What is expected -> Below are the entries; count how many lines contain the word "table" and reply with that number alone.

Region pointing data ->
==*==

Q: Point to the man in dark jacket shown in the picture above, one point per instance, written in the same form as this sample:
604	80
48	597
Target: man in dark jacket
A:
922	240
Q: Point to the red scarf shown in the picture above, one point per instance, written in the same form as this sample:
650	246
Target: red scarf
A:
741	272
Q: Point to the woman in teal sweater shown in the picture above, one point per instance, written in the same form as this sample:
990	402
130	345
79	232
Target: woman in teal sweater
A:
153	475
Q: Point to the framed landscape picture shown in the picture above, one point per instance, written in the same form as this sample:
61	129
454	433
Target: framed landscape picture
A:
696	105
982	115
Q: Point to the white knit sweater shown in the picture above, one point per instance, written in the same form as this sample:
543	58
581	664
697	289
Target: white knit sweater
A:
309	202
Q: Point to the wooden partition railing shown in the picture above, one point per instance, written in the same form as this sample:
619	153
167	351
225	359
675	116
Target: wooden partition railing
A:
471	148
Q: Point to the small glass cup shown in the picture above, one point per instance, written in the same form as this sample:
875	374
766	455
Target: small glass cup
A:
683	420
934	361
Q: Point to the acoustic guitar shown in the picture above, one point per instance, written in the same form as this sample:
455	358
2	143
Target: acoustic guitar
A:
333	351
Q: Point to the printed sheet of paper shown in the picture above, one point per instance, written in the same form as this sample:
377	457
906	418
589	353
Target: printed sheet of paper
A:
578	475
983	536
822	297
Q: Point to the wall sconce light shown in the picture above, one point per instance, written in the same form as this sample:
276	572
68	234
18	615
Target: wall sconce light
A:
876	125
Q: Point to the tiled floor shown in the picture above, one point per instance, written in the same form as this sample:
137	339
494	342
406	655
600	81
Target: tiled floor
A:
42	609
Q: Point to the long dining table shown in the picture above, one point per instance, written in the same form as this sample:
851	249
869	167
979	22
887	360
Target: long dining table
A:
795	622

==*==

Exercise output -> 2